__Opdracht__
Toon elke regel uit het onderstaande materiaal waarin het woord "post" voorkomt. Hoofdletters en kleine letters tellen mee.

----

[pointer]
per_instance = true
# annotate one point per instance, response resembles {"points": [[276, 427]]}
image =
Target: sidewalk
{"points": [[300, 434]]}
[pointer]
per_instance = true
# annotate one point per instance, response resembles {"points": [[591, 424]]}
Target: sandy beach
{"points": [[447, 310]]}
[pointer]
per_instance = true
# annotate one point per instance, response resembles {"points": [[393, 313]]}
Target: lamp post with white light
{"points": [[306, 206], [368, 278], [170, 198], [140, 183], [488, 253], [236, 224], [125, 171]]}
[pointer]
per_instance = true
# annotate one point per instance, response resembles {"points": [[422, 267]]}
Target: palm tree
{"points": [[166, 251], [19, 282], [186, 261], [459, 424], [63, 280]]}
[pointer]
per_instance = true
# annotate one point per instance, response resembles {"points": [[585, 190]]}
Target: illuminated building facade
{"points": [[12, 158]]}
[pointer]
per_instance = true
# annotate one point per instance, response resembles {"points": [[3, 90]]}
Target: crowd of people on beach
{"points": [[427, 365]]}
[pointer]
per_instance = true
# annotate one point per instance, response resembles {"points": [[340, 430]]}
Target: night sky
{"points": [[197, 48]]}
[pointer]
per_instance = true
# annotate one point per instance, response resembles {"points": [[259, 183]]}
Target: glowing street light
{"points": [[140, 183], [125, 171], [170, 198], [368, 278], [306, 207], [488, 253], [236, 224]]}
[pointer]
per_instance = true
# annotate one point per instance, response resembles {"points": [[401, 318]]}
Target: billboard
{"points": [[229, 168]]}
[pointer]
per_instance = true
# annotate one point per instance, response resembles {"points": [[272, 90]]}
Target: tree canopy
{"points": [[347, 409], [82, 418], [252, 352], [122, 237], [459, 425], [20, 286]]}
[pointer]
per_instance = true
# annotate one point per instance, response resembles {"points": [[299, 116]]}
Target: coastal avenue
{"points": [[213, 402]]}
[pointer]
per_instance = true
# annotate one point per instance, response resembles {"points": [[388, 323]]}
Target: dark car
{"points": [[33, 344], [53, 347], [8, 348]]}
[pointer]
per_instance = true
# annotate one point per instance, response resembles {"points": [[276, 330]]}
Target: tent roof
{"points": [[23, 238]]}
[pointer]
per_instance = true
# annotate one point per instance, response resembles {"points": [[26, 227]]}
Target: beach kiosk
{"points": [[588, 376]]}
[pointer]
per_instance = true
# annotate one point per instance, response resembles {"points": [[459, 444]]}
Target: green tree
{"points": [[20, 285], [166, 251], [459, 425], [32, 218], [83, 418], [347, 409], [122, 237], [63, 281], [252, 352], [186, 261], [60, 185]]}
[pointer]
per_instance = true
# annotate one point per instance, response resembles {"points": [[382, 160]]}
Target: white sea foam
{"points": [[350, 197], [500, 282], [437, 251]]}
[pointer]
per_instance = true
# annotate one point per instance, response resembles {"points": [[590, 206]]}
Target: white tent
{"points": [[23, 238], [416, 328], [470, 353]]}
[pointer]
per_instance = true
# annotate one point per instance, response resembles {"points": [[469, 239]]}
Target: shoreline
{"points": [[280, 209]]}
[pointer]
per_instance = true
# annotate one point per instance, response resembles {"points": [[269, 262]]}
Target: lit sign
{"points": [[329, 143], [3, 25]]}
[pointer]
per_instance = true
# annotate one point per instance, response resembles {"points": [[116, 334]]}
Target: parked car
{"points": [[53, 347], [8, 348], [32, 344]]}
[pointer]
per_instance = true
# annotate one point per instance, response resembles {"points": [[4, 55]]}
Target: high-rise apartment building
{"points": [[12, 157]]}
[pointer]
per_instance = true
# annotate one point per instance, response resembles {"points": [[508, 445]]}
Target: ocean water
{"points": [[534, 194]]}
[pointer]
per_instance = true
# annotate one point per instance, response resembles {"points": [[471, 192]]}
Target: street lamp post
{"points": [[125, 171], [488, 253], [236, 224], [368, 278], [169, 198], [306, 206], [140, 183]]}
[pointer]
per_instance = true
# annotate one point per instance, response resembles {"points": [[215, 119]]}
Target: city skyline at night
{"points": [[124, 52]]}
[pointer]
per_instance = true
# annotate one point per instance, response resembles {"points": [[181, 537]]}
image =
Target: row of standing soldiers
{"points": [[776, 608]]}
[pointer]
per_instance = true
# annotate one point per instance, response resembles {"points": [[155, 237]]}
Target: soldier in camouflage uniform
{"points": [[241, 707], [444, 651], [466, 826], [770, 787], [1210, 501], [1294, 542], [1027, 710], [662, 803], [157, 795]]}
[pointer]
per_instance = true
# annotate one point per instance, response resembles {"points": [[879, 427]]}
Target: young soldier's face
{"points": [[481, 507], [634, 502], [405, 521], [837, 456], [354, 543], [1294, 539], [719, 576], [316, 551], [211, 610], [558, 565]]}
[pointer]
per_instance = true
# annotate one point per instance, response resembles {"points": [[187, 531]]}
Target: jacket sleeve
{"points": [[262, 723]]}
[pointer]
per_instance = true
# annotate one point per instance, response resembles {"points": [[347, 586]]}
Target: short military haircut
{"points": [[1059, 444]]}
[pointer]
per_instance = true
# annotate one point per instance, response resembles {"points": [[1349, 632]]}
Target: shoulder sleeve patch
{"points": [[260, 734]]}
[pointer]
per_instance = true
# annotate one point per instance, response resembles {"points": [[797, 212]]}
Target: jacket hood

----

__Uitwerking__
Target: lamp post with white light
Target: street lamp post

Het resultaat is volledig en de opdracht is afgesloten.